▶ _Exercise prompt_:
Retype the lines below exactly, from the one that contains "pixel 1335 559" through the last, and leave every picture out.

▶ _Dataset extract_:
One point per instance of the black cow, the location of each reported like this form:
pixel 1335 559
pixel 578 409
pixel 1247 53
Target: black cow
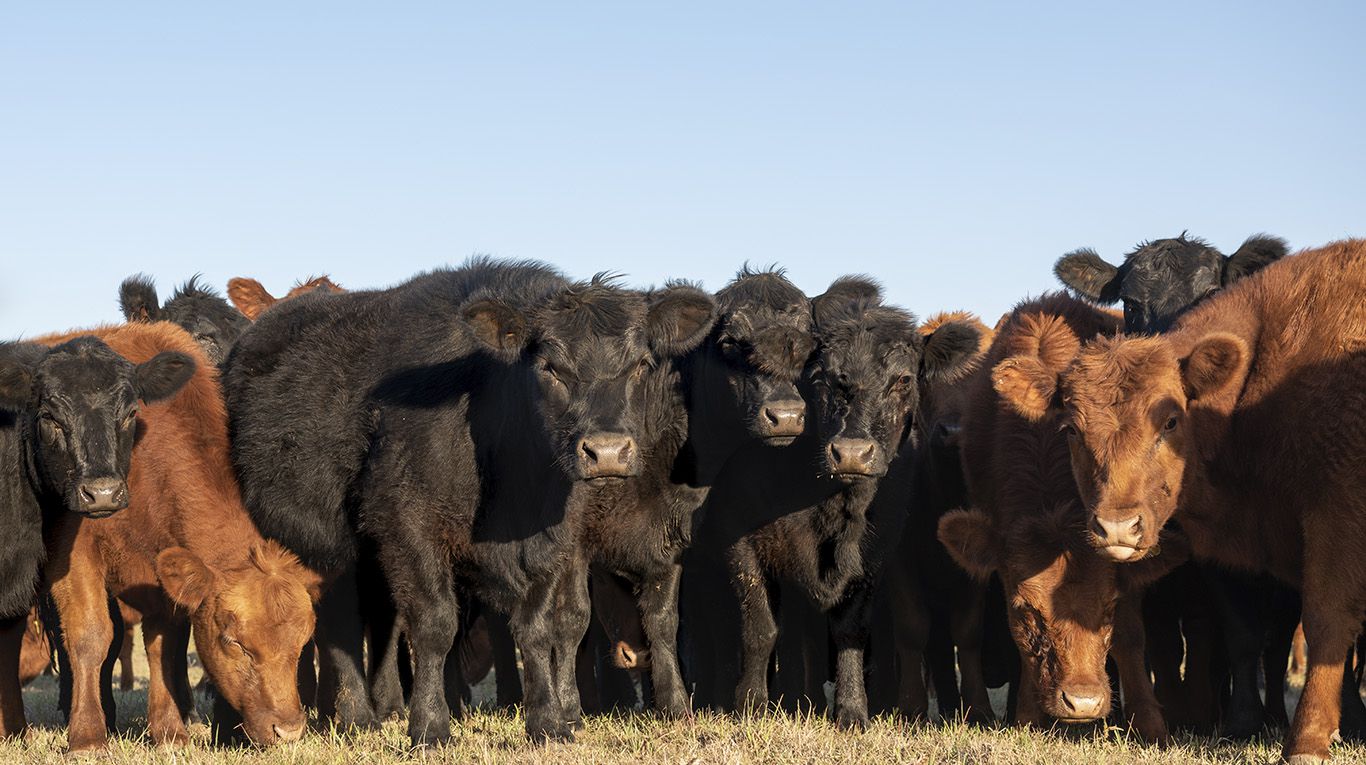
pixel 200 310
pixel 67 420
pixel 1157 283
pixel 820 517
pixel 447 421
pixel 736 388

▶ _Exercise solution_:
pixel 1335 559
pixel 578 409
pixel 1247 53
Target: black cow
pixel 200 310
pixel 67 420
pixel 1157 283
pixel 820 517
pixel 447 421
pixel 736 388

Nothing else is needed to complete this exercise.